→ DIRECTIONS
#1 Copy the passage from the Cardamine germination summary between "A significant part" and "timelines and strategies.", inclusive.
#2 Answer these questions from the Cardamine germination summary:
(a) On what date was the batch of Cardamine seeds set up on the wet paper towel?
(b) How does the summary define the radicle?
(c) Which two seeds' germination models was the Cardamine compared with?

→ EXERCISE PASSAGE
_ _ _ _ _
🌱 The Moong Marathon: Are Our Stages "Standard"?

:memo: CUBE Chatshaala Summary (03/11/2025)

Today’s CUBE Chatshaala session was a really focused check-in on our ongoing Cardamine seed germination experiment. It was fantastic to regroup and see the progress, especially after the exciting development from yesterday.

Our main focus was the batch of Cardamine seeds we set up on the wet paper towel back on October 27th. For almost a week, it was a quiet observation. However, the key breakthrough everyone was discussing was the observation from yesterday, November 2nd, where one of the seeds (which was circled in purple in the photo) clearly showed its radicle (the first tiny root) emerging.

In today’s session, we all zoomed in on the paper towel again. We carefully numbered and examined several seeds (as seen in the annotated photos) to see if any others had followed suit. While many are still in their original state, the discussion was rich with speculation and observation about the conditions, the moisture, and the variability between individual seeds.

A significant part of our discussion was also driven by the comparative whiteboard summary. We contrasted our slow-and-steady Cardamine with the germination models for Methi (fenugreek) and Moong (mung bean). The 5-stage diagram for the moong seed and the reference image of bean germination helped us place our single Cardamine sprout in the context of the larger biological process. It sparked a great debate about why different seeds have such vastly different timelines and strategies.


:bulb: Provocative Questions to Inspire

  1. We celebrated the one seed that sprouted, but what about the ten that haven’t? Are they failures, or are they just waiting for a different cue? What does this teach us about uniformity in an experiment?
_ _ _ _ _
→ RECORDED DATA
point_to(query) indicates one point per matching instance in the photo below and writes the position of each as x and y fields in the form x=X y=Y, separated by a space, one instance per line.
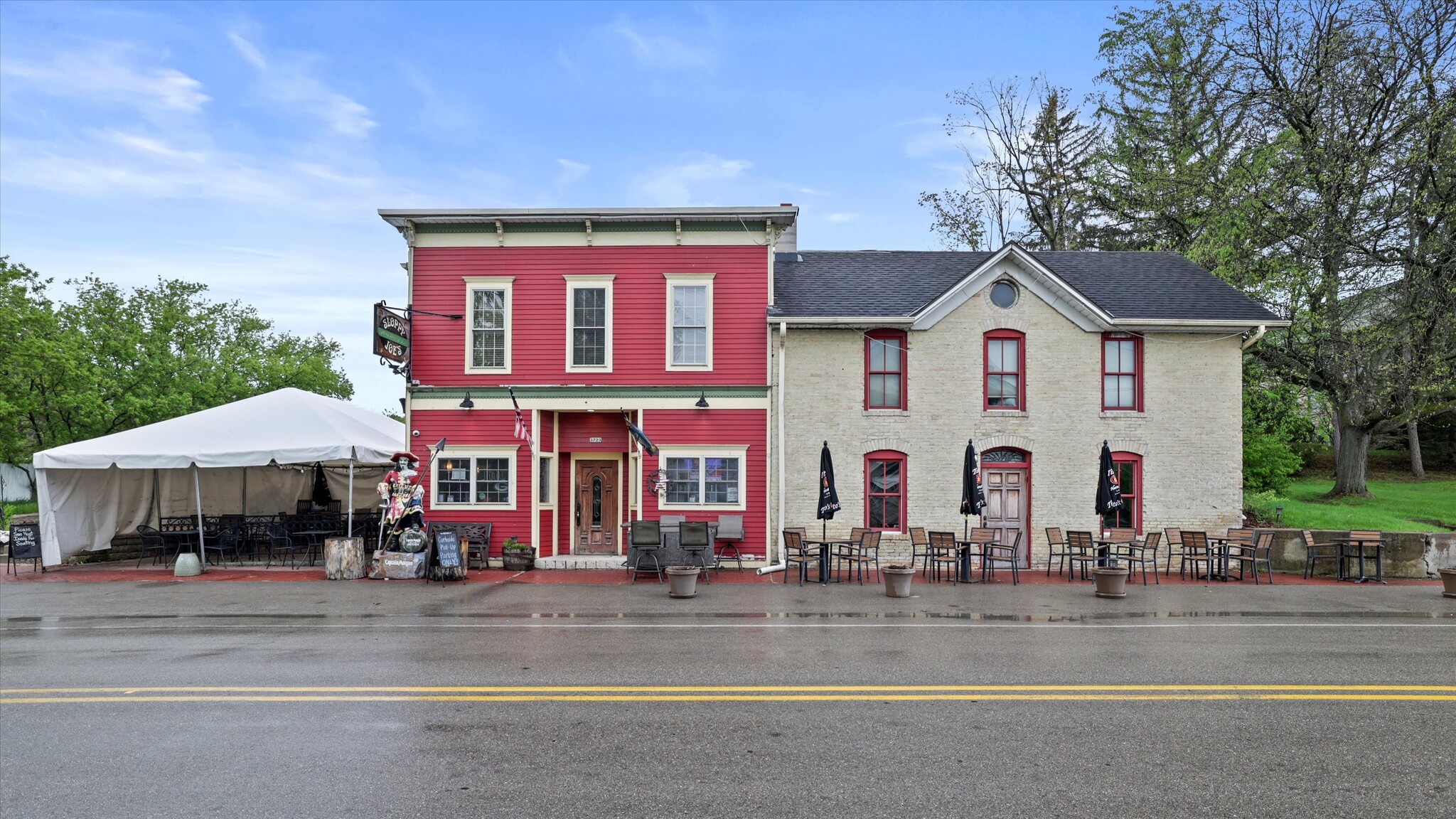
_ _ _ _ _
→ ANSWERS TO THE EXERCISES
#1
A significant part of our discussion was also driven by the comparative whiteboard summary. We contrasted our slow-and-steady Cardamine with the germination models for Methi (fenugreek) and Moong (mung bean). The 5-stage diagram for the moong seed and the reference image of bean germination helped us place our single Cardamine sprout in the context of the larger biological process. It sparked a great debate about why different seeds have such vastly different timelines and strategies.

#2
(a) October 27th
(b) The first tiny root
(c) Methi (fenugreek) and Moong (mung bean)